*Aim of the exercise:*
With the line containing "of the dark" as the first line and the last line of the records as the final one, reproduce that range exactly.

*Pointing dataset excerpts:*

** start **

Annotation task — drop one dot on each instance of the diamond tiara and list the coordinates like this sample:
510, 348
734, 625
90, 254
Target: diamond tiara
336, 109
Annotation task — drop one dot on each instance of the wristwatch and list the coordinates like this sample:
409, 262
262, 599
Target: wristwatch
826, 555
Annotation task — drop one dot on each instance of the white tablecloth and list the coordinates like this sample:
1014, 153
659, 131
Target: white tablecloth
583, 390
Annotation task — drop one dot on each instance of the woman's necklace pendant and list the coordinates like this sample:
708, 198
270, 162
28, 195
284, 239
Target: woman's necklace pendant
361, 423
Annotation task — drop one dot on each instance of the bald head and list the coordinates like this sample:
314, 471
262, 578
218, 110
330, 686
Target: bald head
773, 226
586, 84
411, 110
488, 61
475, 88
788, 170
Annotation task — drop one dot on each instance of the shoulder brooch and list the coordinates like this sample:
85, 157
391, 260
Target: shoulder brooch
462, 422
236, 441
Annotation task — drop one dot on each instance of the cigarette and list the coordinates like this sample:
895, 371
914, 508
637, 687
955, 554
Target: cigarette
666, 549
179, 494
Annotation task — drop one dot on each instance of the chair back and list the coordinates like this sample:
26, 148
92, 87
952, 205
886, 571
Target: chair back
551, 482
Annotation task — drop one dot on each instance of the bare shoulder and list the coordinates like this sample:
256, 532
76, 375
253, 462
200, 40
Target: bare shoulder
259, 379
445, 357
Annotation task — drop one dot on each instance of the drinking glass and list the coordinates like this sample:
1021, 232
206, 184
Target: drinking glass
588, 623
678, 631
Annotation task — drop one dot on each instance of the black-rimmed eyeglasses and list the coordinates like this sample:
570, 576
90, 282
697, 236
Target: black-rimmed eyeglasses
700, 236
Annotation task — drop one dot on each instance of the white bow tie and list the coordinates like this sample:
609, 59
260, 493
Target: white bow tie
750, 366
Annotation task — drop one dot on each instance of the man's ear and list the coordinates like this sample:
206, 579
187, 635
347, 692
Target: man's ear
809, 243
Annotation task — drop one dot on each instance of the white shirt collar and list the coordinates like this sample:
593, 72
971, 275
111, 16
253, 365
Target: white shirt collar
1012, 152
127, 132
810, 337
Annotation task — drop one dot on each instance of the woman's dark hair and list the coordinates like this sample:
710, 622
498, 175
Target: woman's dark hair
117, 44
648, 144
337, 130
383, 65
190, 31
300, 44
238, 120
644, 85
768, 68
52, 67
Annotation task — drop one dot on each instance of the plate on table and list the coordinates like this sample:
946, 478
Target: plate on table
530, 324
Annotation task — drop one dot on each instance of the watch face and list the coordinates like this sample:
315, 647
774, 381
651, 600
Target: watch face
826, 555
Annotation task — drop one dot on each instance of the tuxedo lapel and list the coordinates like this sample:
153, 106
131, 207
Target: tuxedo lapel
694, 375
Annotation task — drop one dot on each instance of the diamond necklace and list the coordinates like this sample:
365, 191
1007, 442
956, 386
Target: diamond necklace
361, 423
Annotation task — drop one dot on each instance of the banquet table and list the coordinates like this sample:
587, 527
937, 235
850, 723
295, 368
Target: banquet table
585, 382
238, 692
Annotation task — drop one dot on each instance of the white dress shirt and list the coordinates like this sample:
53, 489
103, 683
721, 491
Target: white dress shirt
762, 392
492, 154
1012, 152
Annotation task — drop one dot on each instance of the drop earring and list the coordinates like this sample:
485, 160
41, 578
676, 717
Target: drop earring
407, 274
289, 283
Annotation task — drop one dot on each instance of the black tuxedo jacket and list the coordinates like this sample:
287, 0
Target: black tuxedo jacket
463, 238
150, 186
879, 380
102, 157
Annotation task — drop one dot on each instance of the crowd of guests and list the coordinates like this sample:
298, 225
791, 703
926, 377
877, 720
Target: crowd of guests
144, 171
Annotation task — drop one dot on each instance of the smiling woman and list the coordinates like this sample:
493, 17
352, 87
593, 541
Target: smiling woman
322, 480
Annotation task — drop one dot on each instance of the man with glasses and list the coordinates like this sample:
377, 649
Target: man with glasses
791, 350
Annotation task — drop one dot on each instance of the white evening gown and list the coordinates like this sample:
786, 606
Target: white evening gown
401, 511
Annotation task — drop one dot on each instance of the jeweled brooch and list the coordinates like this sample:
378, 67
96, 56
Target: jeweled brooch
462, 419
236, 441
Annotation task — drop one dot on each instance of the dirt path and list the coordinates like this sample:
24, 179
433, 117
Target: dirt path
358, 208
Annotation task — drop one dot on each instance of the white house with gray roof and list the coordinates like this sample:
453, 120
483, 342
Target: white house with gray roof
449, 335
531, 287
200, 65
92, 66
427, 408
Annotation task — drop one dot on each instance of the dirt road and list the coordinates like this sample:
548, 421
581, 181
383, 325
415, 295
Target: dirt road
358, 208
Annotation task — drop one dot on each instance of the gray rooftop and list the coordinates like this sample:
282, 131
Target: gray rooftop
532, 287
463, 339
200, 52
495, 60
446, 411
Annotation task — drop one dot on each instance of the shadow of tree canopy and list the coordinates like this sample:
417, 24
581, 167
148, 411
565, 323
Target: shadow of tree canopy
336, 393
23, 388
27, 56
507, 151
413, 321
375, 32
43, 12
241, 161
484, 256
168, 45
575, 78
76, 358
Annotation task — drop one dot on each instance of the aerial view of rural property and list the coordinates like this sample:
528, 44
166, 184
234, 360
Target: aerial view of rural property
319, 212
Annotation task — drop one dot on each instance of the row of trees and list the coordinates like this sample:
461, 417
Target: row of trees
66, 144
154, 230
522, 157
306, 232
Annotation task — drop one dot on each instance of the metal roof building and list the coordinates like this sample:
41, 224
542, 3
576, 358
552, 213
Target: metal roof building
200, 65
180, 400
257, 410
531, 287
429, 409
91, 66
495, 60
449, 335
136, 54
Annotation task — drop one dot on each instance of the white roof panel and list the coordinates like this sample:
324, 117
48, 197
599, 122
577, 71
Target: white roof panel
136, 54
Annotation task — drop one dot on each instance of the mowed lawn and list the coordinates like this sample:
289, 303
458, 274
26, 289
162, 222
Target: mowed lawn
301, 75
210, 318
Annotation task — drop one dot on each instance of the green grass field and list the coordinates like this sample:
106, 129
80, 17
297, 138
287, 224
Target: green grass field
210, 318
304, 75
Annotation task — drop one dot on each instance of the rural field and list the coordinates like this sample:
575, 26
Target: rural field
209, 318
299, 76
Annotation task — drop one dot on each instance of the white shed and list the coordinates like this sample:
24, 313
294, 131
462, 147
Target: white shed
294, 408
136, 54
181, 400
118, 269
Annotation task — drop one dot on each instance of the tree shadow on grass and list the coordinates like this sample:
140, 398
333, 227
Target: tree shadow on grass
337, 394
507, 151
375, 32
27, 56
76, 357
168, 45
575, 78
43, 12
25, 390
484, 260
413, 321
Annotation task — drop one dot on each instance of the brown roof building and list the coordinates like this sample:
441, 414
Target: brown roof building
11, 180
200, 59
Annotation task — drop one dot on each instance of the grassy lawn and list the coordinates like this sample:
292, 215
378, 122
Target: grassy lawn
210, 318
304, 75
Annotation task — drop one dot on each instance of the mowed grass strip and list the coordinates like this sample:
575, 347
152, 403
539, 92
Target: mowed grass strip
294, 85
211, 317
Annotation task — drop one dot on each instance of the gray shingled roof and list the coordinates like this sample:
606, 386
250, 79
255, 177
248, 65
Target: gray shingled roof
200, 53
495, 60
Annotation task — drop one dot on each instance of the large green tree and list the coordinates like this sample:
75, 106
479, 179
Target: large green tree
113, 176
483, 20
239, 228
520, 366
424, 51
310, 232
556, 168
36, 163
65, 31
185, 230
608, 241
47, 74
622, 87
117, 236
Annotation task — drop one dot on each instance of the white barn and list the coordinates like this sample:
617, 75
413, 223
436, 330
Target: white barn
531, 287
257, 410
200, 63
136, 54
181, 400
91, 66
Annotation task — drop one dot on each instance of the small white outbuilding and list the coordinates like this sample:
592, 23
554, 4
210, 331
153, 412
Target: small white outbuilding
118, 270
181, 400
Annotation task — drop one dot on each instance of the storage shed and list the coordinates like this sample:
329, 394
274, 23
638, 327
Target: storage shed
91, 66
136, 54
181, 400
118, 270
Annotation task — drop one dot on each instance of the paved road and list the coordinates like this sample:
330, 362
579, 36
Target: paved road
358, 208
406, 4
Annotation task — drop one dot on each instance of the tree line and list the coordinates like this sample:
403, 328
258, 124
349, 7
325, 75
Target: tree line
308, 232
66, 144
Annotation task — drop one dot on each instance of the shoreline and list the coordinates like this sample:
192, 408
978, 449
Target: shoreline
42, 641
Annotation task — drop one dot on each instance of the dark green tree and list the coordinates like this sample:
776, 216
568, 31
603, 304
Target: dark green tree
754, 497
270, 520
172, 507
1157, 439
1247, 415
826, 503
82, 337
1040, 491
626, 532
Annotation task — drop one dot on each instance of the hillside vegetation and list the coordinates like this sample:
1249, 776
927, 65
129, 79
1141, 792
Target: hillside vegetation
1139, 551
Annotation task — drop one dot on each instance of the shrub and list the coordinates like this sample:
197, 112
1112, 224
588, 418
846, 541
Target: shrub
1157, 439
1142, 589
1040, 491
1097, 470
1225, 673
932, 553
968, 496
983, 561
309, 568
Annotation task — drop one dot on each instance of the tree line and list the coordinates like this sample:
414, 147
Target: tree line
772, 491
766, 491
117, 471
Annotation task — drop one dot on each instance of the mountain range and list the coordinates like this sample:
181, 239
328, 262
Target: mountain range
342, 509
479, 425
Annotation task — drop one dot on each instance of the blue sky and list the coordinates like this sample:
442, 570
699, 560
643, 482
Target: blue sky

** end **

*Correct result:*
Annotation task — drop one dot on each instance of the dark green tree and list the coordinates like this sample:
776, 216
568, 31
603, 304
Target: dark green tree
754, 497
270, 520
172, 507
1157, 439
1247, 415
826, 503
82, 337
1040, 491
626, 532
Annotation task — drop one dot on each instance of the hillside vegetation and list the coordinates like this sample:
1249, 776
927, 65
129, 79
1141, 792
Target: hillside vegetation
1139, 551
Annotation task — drop one dot on each instance of the shrub and list the coordinates like this sample:
197, 112
1112, 224
588, 418
846, 541
Target: shrub
1157, 439
1142, 589
1040, 491
1097, 470
1225, 673
932, 553
968, 496
983, 561
309, 568
Annotation task — drop one dot on each instance of the tree line and list the coordinates like this sample:
414, 147
Target: tree line
772, 491
766, 491
117, 471
Annotation task — drop one dot on each instance of the mountain range and list the coordinates like this sample:
181, 239
328, 262
Target: mountain range
342, 509
479, 425
Annotation task — drop one dot on each instance of the blue sky and list the coordinates like this sample:
442, 570
699, 560
643, 482
Target: blue sky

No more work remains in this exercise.